# [What this task involves]
Continue the post comparing Go and Stackless Python from its final sentence.

# [Document passage]
Wednesday, 11 November 2009

Comparing Go and Stackless Python

Google has just released a new programming language, called Go. Written by Russ Cox, amongst others, it wraps a custom programming language around low-level functionality very similar to that present in his libtask. With the ability to launch functions as microthreads, and the ability to switch between them using channels, they provide functionality similar to that of Stackless Python.

This post is intended to serve as a comparison of how microthreads and channels are used in two languages that feature them. It is not intended to advocate the choice of one over the other, nor is it guaranteed to be full and complete.

Starting a worker function as a microthread

The availability of lightweight threads that can be used without regard for the resource usage they might incur, means that among other things work can be farmed off to other microthreads while the current microthread does its own thing.

Stackless Python

channel = stackless.channel()

def wrapper(argument, channel):
result = longCalculation(argument)
channel.send(result)

stackless.tasklet(wrapper)(17, channel)
# Do other work in the current tasklet until the channel has a result.
result = channel.receive()
Go
c := make(chan int);

func wrapper(a int, c chan int) {
result := longCalculation(a);
c <- result;
}

go wrapper(17, c);
// Do other work in the current goroutine until the channel has a result.
x := <-c;
There are several things to note from this, including how the different languages handle microthread and channel creation, and the different syntax used respectively.

# [Given information]
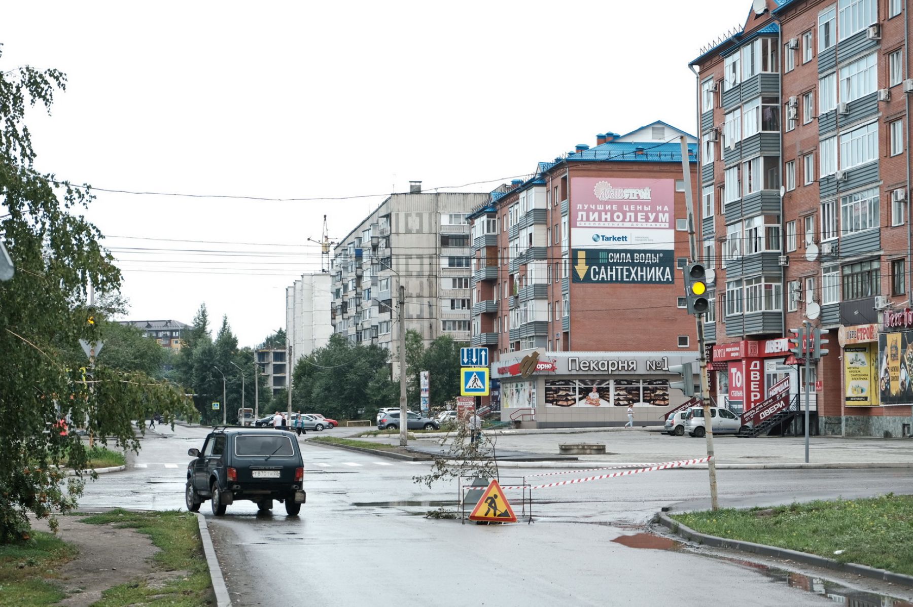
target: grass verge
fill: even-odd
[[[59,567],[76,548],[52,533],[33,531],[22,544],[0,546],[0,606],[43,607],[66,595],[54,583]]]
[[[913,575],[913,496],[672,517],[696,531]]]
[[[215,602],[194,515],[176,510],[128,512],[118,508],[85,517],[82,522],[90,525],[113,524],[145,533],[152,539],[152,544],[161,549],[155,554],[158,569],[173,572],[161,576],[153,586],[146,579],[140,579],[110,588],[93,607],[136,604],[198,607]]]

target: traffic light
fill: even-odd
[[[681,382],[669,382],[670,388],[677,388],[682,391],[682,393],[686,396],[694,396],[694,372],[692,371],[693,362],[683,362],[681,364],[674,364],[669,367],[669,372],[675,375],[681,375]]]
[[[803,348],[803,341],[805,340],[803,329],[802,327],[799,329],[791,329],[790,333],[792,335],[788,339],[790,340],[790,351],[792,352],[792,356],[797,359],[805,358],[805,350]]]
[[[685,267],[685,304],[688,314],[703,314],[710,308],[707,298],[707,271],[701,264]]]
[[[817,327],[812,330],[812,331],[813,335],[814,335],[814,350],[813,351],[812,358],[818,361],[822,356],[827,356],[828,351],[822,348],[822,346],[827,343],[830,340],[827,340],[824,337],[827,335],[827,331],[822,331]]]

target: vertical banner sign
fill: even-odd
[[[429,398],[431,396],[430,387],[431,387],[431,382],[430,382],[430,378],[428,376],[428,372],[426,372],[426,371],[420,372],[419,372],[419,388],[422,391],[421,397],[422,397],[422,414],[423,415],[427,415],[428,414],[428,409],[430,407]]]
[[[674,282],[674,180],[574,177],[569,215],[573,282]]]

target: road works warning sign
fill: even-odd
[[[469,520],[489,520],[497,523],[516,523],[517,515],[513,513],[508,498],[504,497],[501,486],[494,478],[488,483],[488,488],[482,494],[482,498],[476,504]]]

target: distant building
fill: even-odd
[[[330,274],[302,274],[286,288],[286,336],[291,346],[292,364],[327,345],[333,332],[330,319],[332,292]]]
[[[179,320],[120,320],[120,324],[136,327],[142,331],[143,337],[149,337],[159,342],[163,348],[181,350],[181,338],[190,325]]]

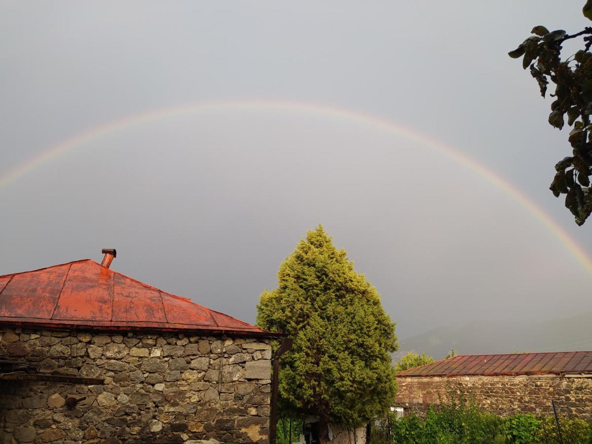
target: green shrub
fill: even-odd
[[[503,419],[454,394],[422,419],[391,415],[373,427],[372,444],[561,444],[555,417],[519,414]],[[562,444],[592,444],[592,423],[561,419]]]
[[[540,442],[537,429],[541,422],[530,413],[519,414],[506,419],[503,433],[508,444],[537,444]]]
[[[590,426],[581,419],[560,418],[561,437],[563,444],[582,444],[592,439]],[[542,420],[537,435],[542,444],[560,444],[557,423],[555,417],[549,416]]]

# [Written answer]
Creating a microthread

When a given function (in this case wrapper) is to be started as a microthread, the arguments to be passed into it (17 and the channel reference) need to be provided as well. These are set aside for use when the microthread is first scheduled, and the given function starts execution within it.

Stackless Python

A Stackless Python microthread is called a tasklet.
stackless.tasklet(wrapper)(17, channel)
Advantages:
  • Creation of microthreads happens in a function call, returning a reference to the created instance. The instance can be manipulated, allowing amongst other things explicit interruption and killing of the microthread.
    def engage_worker():
    c = stackless.channel()

    def worker():
    # Acquire some result..
    c.send(result)

    worker_tasklet = stackless.tasklet(worker)()
    # Do some work before requesting the result..
    if c.balance != 0:
    # Return the acquired result that is waiting.
    return c.receive()

    # The worker tasklet is still busy and we do not want
    # to wait for it, so abort it and return nothing.
    worker_tasklet.kill()
Go

A Go microthread is called a goroutine.
go wrapper(17, c)
Disadvantages:
  • There does not appear to be a way to store and operate on created microthreads. So the act of creating a microthread as a worker, but manually killing it before its work is complete, appears to be impossible.
One key difference between Go and Stackless Python, is how the tasklet is inserted into the scheduler. In Go, the go keyword explicitly indicates the microthread is being scheduled. While in Stackless Python, the passing of arguments to be used provides the tasklet with the last information it needs to run, and in doing so the tasklet is implicitly inserted into the scheduler.

Creating a channel

In both languages, it is possible to create channels to be used for communication between the microthreads.

Stackless Python
channel = stackless.channel()
Go
c := make(chan int);
Channel operations

Superficially at least, both kinds of channels are similar, allowing the sending and receiving of values through them in much the same way.

Stackless Python

Sending:
channel.send(value)
Receiving:
result = channel.receive()
Go

Sending:
c <- value;
Receiving:
result := <-c;
Microthread memory usage

One of the advantages of using these types of microthreads, is that they do not have the memory requirements that proper operating system threads do. Instead of having one or more megabytes set aside for possible use as a stack, they instead have at most several kilobytes set aside for them.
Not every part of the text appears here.